What needs to be done:
Reproduce the lines starting with the line containing "outcrop, one point per instance." and going on through the line containing "[[40, 90], [13, 69], [16, 91], [16, 137], [40, 130]]", substituting "Mark" for "Point out" and leaving everything else unchanged.

Entries:
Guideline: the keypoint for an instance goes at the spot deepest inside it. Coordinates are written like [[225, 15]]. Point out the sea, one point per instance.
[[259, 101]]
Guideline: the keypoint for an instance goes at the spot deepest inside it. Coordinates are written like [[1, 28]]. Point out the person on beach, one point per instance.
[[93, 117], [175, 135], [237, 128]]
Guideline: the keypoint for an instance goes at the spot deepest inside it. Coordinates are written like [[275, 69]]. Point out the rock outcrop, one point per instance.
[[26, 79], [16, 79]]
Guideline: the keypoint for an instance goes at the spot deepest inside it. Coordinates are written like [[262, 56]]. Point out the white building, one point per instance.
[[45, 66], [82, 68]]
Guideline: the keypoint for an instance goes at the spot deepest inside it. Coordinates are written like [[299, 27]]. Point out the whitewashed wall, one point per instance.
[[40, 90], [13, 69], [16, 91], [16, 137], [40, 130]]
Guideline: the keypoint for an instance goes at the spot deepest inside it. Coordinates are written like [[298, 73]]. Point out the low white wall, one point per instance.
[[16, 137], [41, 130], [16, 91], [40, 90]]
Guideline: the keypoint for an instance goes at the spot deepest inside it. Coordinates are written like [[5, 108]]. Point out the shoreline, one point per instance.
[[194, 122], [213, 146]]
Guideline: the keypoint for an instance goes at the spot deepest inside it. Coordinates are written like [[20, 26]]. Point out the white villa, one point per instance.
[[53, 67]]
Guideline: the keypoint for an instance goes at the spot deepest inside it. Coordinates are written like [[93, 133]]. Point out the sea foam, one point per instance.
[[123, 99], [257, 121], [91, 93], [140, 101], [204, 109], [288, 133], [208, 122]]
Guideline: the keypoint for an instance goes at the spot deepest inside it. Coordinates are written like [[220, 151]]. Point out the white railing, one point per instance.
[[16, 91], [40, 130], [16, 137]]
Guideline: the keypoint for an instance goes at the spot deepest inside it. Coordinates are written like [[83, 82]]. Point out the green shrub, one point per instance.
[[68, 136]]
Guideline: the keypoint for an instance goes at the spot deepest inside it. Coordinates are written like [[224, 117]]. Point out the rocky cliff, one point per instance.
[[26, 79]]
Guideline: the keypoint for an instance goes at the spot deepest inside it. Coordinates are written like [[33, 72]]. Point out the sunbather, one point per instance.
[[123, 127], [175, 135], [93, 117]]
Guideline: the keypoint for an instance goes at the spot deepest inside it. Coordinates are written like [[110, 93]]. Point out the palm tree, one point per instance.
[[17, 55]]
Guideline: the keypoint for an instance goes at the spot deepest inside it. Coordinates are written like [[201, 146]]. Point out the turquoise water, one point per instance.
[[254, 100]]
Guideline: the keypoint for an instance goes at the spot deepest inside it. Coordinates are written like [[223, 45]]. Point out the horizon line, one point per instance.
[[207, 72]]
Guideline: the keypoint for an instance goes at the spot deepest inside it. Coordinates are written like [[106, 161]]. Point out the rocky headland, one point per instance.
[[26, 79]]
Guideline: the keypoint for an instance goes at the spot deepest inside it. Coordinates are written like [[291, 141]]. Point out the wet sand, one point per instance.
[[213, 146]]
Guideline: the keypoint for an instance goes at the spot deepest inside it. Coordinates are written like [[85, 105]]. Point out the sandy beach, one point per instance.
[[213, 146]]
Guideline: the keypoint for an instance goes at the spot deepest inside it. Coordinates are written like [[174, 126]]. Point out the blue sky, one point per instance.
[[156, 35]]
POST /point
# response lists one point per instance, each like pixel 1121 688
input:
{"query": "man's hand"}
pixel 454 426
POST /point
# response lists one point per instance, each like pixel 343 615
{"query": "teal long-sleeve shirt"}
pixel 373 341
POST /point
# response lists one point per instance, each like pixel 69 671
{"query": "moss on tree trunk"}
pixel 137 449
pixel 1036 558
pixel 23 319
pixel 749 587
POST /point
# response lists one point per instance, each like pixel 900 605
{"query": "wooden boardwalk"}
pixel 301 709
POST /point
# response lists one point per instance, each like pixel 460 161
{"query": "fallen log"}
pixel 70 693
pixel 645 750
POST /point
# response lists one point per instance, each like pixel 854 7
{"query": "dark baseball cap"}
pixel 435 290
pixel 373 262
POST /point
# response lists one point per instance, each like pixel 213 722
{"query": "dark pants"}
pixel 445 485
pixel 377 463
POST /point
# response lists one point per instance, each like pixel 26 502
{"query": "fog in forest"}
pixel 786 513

Answer to this exercise:
Guideline: the keypoint for an instance goes at the spot deepest inside it. Coordinates are written like [[275, 69]]. Mark the rock outcrop, one point per instance.
[[26, 79], [16, 79]]
Guideline: the keypoint for an instance goes at the spot deepest inside it. Coordinates are written like [[262, 56]]. Mark the white building, one point per instance.
[[45, 66], [82, 68]]
Guideline: the keypoint for an instance goes at the spot deepest inside it. Coordinates are written like [[299, 27]]. Mark the whitewashed wall, one point per instance.
[[40, 90], [13, 69], [16, 91], [16, 137], [40, 130]]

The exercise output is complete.